**Provided records**
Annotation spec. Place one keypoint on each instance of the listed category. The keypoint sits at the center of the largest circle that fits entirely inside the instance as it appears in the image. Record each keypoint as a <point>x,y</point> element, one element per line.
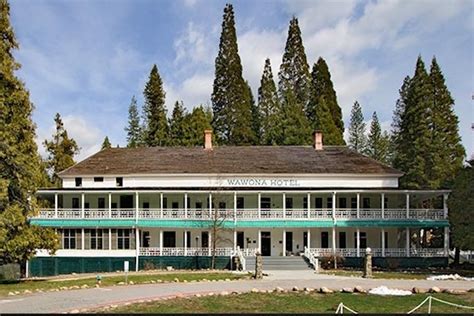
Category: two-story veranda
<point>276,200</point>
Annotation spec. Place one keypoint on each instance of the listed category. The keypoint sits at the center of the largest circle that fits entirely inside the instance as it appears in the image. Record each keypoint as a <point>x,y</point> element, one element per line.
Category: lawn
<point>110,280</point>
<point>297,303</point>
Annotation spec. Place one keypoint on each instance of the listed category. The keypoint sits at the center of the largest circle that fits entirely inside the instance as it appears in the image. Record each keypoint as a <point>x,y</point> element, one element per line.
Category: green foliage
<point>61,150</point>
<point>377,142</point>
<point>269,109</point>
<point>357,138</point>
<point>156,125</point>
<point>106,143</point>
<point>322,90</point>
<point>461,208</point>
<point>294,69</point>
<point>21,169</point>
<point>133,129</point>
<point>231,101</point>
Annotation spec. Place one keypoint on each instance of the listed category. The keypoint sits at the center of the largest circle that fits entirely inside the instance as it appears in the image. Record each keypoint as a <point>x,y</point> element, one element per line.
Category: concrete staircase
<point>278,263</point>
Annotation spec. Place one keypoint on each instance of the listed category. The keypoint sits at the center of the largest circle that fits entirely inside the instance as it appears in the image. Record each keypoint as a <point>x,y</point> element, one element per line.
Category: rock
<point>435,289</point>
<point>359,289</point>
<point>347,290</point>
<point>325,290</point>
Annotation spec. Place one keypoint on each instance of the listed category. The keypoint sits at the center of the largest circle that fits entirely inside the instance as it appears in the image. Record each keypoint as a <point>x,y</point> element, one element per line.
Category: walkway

**Instructions to follow**
Rewrite all of the entries above, replacing every "keypoint" with "marker" and leaving the rest unchanged. Omit the pictures from your answer.

**Problem solution**
Annotation spec. Place one marker on each instance of the listed category. The marker sits at the center of the largest circle that fits entirely inside the instance as it appears in the image. Record each marker as a <point>x,y</point> element, one element per line.
Category: two-story veranda
<point>276,200</point>
Annotation spec. Place one marker on each instance of the listed category. The marker sits at the center of the largest circle that fits entirely inside the instance as it appears in the image. Record each marker as a <point>x,y</point> element, one element per line.
Category: lawn
<point>110,280</point>
<point>297,303</point>
Annotation spec. Place one marker on each instance of the listed category. The marker sits at the center of the largest circle that fits entirely inside the instance as it appears in the image. Record each marker as a <point>x,y</point> element, one element per line.
Category: green foliage
<point>61,150</point>
<point>377,142</point>
<point>269,109</point>
<point>357,138</point>
<point>156,125</point>
<point>106,143</point>
<point>322,90</point>
<point>461,208</point>
<point>294,69</point>
<point>21,169</point>
<point>133,129</point>
<point>231,101</point>
Annotation spec. Place one marker on each instance of the listed category. The marker sits at the center of the largest circle that fits entirely inside the instance as it appears in the image. Record each marker as a <point>x,y</point> element, one element per line.
Category: concrete staircase
<point>278,263</point>
Annotation spec. Place one marker on each instance of the listed category. The marker sits at the center of the largest circle that fits entirely inside the instance as it appears in the image. Record each marker as a <point>x,y</point> element, one element per line.
Category: rock
<point>435,289</point>
<point>359,289</point>
<point>347,290</point>
<point>325,290</point>
Annotation spec. Place one marker on each instance of the listed category. The marker sits at the center of the largest circle that fits entirely inside the instance as it appears in the image. Record each marker as a <point>x,y</point> element, one element per line.
Category: walkway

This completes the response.